WHAT TO PRODUCE: The line containing "[locate] gray rimmed" marks where to begin; quote it and every line after it through the end of the data, exactly as written.

** start **

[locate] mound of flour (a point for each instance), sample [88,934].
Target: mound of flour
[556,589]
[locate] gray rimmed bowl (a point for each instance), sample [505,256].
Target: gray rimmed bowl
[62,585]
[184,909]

** end **

ANSWER:
[locate] gray rimmed bowl (a point for each instance), sample [505,256].
Target: gray rimmed bowl
[62,585]
[184,909]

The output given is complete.